-- Written problem A --
Could you reproduce the rows below, requests included, from their first line through the line that contains "157 269 L 159"? Multiply every path coordinate in the answers by 0.75 and round each to a whole number, halves up, leaving the requests and format samples unchanged.

-- Passage to read --
::::::::
With the listening audience increasing in spring and summer 1928, the show's success prompted sponsor Pepsodent Company to bring it to the NBC Blue Network on August 19, 1929.[25] With the Blue Network not heard on stations in the Western United States, many listeners complained to NBC that they wanted to hear the show but could not. Under a special arrangement, Amos 'n' Andy debuted coast-to-coast November 28, 1929, on NBC's Pacific Orange Network and continued on the Blue. WMAQ was then an affiliate of CBS and its general manager tried, to no avail, to interest that network in picking up the show.[8] At the same time, the serial's central characters – Amos, Andy and Kingfish – relocated from Chicago to Harlem. The program was so popular by 1930 that NBC's orders were to only interrupt the broadcast for matters of national importance and SOS calls. Correll and Gosden were earning a combined salary of $100,000, which they split three ways to include announcer Bill Hay, who had been with them when they began in radio.[26][27]
The story arc of Andy's romance (and subsequent problems) with Harlem beautician Madame Queen entranced some 40 million listeners during 1930 and 1931, becoming a national phenomenon.[23][28] Many of the program's plotlines in this period leaned far more to straight drama than comedy, including the near-death of Amos's fiancée Ruby from pneumonia in the spring of 1931[29] and Amos's brutal interrogation by police following the murder of cheap hoodlum Jack Dixon that December. Following official protests by the National Association of Chiefs of Police, Correll and Gosden were forced to abandon that storyline, turning the entire sequence into a bad dream, from which Amos gratefully awoke on Christmas Eve.
The innovations introduced by Gosden and Correll made their creation a turning point for radio drama, as noted by broadcast historian Elizabeth McLeod:[5]
As a result of its extraordinary popularity, Amos 'n' Andy profoundly influenced the development of dramatic radio. Working alone in a small studio, Correll and Gosden created an intimate, understated acting style that differed sharply from the broad manner of stage actors – a technique requiring careful voice modulation, especially in the portrayal of multiple characters. The performers pioneered the technique for varying both the distance from, and the angle of their approach to, the microphone to create the illusion of a group of characters.[26] Listeners could easily imagine that they were in the taxicab office, listening to the conversation of close friends. The result was a uniquely absorbing experience for listeners, who, in radio's short history, had never heard anything quite like Amos 'n' Andy.
::::::::
-- Written problem B --
Can you continue the passage on the radio history of Amos 'n' Andy from where it stops?

-- Dataset excerpts --
::::::::
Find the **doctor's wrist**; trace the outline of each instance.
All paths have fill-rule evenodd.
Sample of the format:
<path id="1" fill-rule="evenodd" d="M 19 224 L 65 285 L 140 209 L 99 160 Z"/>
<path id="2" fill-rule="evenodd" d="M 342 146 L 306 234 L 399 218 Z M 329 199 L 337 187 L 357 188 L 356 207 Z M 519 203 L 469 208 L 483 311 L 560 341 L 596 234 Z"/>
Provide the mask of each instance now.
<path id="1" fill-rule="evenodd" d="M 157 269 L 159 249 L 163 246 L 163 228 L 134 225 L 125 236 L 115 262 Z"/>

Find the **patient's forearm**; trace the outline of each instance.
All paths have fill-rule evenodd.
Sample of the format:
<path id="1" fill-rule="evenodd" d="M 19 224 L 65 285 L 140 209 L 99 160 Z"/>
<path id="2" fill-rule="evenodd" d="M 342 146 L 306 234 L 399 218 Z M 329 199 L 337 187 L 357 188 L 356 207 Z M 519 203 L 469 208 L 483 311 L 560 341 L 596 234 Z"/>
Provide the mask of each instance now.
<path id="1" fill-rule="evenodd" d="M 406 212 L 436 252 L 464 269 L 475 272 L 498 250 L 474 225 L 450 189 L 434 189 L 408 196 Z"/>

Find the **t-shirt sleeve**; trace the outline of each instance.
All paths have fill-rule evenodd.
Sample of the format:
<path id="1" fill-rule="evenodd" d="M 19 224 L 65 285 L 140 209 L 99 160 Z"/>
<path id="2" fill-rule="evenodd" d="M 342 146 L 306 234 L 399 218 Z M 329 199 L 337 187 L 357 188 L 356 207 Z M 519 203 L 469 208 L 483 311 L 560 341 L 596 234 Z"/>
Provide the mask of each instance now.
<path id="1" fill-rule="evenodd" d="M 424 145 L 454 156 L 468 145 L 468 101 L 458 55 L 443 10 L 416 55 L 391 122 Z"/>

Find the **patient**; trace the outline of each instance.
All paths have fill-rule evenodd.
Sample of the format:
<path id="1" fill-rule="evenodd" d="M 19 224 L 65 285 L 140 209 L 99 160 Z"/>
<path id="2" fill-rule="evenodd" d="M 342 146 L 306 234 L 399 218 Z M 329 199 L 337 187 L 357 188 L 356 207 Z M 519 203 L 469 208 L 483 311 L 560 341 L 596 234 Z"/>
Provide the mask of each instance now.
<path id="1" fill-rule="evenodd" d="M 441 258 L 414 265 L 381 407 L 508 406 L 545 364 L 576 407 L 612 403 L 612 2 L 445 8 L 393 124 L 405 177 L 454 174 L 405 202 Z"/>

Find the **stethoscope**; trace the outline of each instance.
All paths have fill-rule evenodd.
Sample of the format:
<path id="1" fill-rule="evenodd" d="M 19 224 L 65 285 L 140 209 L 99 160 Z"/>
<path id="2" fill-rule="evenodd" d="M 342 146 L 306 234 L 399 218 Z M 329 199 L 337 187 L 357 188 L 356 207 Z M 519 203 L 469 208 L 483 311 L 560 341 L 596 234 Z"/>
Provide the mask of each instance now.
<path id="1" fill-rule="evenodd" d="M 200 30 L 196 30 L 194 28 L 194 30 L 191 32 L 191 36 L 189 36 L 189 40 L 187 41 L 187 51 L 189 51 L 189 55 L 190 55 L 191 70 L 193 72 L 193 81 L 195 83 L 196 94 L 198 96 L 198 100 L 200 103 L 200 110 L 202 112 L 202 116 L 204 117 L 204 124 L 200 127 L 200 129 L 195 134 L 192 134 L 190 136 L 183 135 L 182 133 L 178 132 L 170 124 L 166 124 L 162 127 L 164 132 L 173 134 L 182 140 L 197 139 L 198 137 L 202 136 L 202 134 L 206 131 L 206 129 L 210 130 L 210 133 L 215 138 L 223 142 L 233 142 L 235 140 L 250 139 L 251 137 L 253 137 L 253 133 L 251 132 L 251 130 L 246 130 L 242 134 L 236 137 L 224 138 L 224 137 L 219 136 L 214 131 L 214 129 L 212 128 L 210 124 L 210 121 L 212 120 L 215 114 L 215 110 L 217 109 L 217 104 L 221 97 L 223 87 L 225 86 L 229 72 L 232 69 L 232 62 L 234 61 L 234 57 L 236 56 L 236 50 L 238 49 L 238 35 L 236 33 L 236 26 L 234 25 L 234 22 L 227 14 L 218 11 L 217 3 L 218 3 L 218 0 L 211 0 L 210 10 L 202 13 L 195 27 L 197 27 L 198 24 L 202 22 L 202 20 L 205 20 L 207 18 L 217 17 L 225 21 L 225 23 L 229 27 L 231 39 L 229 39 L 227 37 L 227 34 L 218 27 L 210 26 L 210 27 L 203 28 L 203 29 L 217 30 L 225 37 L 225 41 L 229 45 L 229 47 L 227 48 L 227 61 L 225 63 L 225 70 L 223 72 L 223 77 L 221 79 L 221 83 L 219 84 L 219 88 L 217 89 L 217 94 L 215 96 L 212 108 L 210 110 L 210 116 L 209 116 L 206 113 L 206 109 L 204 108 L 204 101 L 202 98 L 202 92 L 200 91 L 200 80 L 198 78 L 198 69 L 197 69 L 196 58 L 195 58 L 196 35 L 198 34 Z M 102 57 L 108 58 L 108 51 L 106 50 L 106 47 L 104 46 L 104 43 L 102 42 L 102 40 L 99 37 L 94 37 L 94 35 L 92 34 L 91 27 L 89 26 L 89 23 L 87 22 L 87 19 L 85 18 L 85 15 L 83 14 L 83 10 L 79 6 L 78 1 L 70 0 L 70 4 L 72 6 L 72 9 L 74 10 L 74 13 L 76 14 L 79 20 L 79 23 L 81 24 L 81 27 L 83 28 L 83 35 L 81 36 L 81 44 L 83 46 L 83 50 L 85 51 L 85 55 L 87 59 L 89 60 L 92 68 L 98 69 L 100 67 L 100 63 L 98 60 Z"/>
::::::::
-- Task result A --
Find the **doctor's wrist**; trace the outline of each instance.
All paths have fill-rule evenodd.
Sample of the format:
<path id="1" fill-rule="evenodd" d="M 19 224 L 65 285 L 140 209 L 99 160 Z"/>
<path id="2" fill-rule="evenodd" d="M 342 146 L 306 234 L 399 218 Z M 329 199 L 337 187 L 357 188 L 356 207 Z M 519 203 L 469 208 L 483 311 L 560 341 L 596 234 Z"/>
Provide the mask of each instance now.
<path id="1" fill-rule="evenodd" d="M 118 202 L 119 187 L 122 185 L 122 171 L 101 169 L 94 177 L 86 197 Z"/>

-- Task result B --
While minstrel-styled wordplay humor was common in the formative years of the program, it was used less often as the series developed, giving way to a more sophisticated approach to characterization. Correll and Gosden were fascinated by human nature, and their approach to both comedy and drama was drawn from their observations of the traits and motivations that drive the actions of all people. While their characters often overlapped popular African-American stereotypes, there was also a universality to their characters which transcended race; beneath the dialect and racial imagery, the series celebrated the virtues of friendship, persistence, hard work, and common sense, and as the years passed and the characterizations were refined, Amos 'n' Andy achieved an emotional depth rivaled by few other radio programs of the 1930s.
Above all, Gosden and Correll were gifted dramatists. Their plots flowed gradually from one to the other, with minor subplots building in importance until they overtook the narrative, before receding to give way to the next major sequence; in this manner, seeds for storylines were often planted months in advance. This complex method of story construction kept the program fresh and enabled Correll and Gosden to keep their audiences in constant suspense. The technique that they developed for radio from that of the narrative comic strip endures as the standard method of storytelling in serial drama.
Only a few dozen episodes of the original series have survived in recorded form. However, numerous scripts from the original episodes have been discovered and were used by McLeod when preparing her previously cited 2005 book.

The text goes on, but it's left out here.